(WHAT YOU HAVE TO DO) All lines from the one that contains "Reviewer note: every instance of the hanging" through the final line of the entries must be repeated exactly. No other lines belong in the output.

-*-*-

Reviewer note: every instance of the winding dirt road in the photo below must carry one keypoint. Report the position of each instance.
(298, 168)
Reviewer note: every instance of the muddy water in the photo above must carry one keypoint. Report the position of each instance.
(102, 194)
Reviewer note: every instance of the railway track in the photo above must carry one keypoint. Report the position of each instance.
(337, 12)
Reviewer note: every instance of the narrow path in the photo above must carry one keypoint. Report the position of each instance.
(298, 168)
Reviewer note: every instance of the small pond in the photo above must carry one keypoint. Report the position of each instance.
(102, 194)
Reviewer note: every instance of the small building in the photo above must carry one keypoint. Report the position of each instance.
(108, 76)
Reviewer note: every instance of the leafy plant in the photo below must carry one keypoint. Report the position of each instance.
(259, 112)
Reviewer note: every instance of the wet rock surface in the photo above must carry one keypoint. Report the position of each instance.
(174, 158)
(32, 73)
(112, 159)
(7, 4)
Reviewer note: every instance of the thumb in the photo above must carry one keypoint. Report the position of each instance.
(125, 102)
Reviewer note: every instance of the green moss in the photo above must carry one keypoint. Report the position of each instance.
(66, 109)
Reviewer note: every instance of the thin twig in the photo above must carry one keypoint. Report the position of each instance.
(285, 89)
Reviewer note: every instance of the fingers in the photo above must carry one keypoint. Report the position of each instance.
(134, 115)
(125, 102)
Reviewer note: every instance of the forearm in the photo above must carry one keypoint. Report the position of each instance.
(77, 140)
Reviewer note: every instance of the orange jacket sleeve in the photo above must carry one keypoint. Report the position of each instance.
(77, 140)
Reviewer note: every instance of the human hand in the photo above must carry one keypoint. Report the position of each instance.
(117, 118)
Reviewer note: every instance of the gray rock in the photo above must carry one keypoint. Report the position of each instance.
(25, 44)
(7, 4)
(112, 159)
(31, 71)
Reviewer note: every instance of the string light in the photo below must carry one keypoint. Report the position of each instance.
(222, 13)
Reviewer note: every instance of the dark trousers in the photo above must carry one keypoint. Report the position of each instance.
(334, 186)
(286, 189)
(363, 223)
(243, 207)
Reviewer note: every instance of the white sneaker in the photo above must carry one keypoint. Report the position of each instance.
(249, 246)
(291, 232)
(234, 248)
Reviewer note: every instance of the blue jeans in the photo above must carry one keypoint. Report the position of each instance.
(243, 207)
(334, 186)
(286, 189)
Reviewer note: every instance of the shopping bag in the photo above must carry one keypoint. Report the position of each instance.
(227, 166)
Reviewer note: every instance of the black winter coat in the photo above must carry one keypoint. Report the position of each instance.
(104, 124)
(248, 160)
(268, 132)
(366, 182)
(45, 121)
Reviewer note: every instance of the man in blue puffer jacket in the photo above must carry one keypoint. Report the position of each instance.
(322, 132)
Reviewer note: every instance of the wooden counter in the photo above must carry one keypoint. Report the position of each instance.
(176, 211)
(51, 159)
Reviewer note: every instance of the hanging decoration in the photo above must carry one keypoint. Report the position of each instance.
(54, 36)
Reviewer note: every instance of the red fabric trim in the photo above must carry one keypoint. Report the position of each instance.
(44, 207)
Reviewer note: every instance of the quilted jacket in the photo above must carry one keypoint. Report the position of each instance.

-*-*-

(RESULT OF THE EXERCISE)
Reviewer note: every instance of the hanging decoration in the photo above must carry one keypoint. Report the position of each instance.
(54, 36)
Reviewer note: every instance of the red fabric trim in the photo above must carry one keypoint. Report the position of each instance.
(44, 207)
Reviewer note: every instance of the quilted jacket in the photo above must carry one keypoint. Report the position of each instance.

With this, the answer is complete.